ФРАГМЕНТ ТЕКСТА:
Быт и культура древних славян - [27]
О том, что в Древней Руси был обычай отвозить умершего к могиле на санях, говорят и сведения об отдельных лицах, которые, почувствовав приближение смерти, садились в сани и просили отвезти их в церковь, а также и сложившееся выражение: «сидеть в санях», что было равнозначащим стоять перед лицом смерти.
Владимир Мономах в своем поучении говорит: «Седя на санех, помислих в души своей»…
На Руси этот обычай стал исчезать лишь в XIV в., но в Москве, при великокняжеском дворе, удержался еще некоторое время, а на Украине в народе пережитки его встречаются еще и поныне, причем в сани запрягались не лошади, но волы[151].
Анучин и Волков дали обильный литературный материал о погребении в санях не только в XVII в., но и в XIX ст., а ряд славянских этнографов указал на существование этого обычая у современного населения западных окраин Карпат, Киевской и Вологодской губерний России, в Словакии, у поляков и у сербов в Болевацком краю. Однако следует отметить, что этот обычай встречается и за пределами славянства, у финнов, вотяков, пермяков, черемисов, зырян и далее у вогулов, чувашей, самоедов, лапландцев и коряков, которые действительно хоронят покойников в санях. Одно время Д. Анучин ставил вопрос, не усвоили ли славяне этот обычай у финнов, но впоследствии он и Ф. Волков, на основании обширного материала, пришли к заключению, что этот обычаи не заимствован, но является древним, местным, собственно славянским.
В этом утверждении Волков пошел еще далее, указав ему аналогии в галльском, персидском и индийском фольклоре и установив его существование еще в праарийскую эпоху. Основанием к его возникновению послужило представление о долгом пути, который душа должна была пройти, прежде чем вступала в новую жизнь».

Записи о расположении объектов на изображениях:
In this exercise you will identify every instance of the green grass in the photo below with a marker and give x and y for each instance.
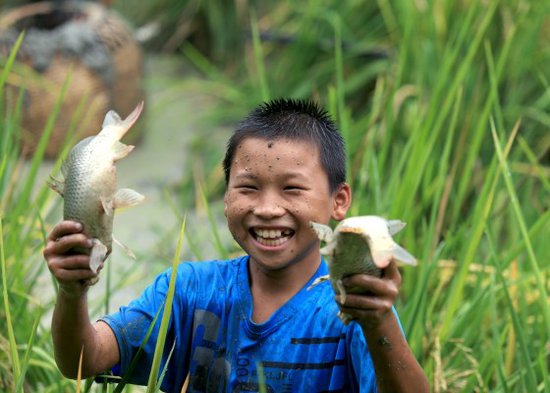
(444, 107)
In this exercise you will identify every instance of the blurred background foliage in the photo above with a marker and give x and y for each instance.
(445, 109)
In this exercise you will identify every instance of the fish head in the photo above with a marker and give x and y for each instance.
(377, 232)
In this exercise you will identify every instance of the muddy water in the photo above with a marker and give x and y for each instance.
(173, 117)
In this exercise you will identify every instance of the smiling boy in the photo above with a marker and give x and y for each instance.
(284, 167)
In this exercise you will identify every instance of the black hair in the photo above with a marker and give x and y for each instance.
(296, 120)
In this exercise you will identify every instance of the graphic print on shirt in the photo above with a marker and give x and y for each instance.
(209, 369)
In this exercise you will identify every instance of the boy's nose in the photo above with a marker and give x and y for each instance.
(269, 207)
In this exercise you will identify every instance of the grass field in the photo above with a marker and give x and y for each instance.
(445, 110)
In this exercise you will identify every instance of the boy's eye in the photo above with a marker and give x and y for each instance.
(247, 187)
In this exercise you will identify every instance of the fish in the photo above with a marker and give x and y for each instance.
(359, 244)
(87, 184)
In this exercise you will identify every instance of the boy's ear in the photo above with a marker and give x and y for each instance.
(341, 202)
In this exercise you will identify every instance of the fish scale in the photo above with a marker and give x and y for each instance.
(88, 184)
(358, 245)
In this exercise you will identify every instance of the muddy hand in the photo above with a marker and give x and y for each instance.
(373, 297)
(70, 268)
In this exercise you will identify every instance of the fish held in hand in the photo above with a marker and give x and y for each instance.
(359, 245)
(88, 184)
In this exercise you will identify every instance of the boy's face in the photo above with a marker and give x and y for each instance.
(275, 188)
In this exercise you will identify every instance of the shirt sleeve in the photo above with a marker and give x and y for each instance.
(360, 359)
(136, 326)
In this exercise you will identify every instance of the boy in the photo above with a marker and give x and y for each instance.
(284, 167)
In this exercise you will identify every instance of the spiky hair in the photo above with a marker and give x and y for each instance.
(294, 119)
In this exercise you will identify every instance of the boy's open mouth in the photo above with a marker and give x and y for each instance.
(271, 237)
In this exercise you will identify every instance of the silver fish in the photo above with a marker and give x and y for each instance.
(359, 245)
(88, 184)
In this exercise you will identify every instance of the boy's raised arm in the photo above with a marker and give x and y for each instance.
(72, 330)
(396, 367)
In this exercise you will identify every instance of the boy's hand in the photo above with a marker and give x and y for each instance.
(70, 269)
(371, 305)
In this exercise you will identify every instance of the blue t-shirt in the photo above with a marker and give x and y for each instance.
(303, 347)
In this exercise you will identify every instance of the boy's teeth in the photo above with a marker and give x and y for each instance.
(272, 237)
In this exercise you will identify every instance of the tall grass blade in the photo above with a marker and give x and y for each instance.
(521, 332)
(259, 58)
(213, 225)
(26, 359)
(534, 264)
(159, 348)
(16, 364)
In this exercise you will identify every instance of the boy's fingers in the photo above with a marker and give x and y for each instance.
(73, 262)
(391, 272)
(371, 285)
(364, 303)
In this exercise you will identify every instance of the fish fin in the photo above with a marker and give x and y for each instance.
(125, 248)
(111, 119)
(328, 250)
(318, 281)
(341, 291)
(126, 197)
(117, 127)
(64, 168)
(324, 232)
(403, 255)
(132, 117)
(381, 260)
(97, 255)
(120, 150)
(108, 206)
(56, 185)
(395, 226)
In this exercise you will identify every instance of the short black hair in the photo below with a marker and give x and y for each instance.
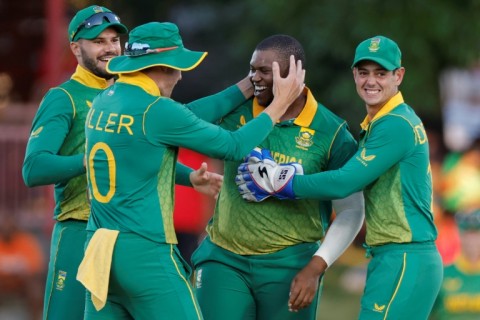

ЧТО СДЕЛАТЬ:
- 1) Переведите на английский язык предложение из фрагмента о погребении в санях у славян: «В этом утверждении Волков пошел еще далее, указав ему аналогии в галльском, персидском и индийском фольклоре и установив его существование еще в праарийскую эпоху».
- 2) Кого, согласно фрагменту о погребении в санях у славян, запрягали в сани на Украине вместо лошадей?
- 3) Перепишите из фрагмента о погребении в санях у славян отрезок, начинающийся словами «Владимир Мономах в» и заканчивающийся словами «лошади, но волы[151].».
Эти данные для выполнения заданий не понадобятся.

СПИСОК ОТВЕТОВ:
- 1) In this assertion Volkov went even further, pointing out analogies to it in Gaulish, Persian, and Indian folklore and establishing its existence as far back as the proto-Aryan epoch.

- 2) Волов.

- 3)
Владимир Мономах в своем поучении говорит: «Седя на санех, помислих в души своей»…
На Руси этот обычай стал исчезать лишь в XIV в., но в Москве, при великокняжеском дворе, удержался еще некоторое время, а на Украине в народе пережитки его встречаются еще и поныне, причем в сани запрягались не лошади, но волы[151].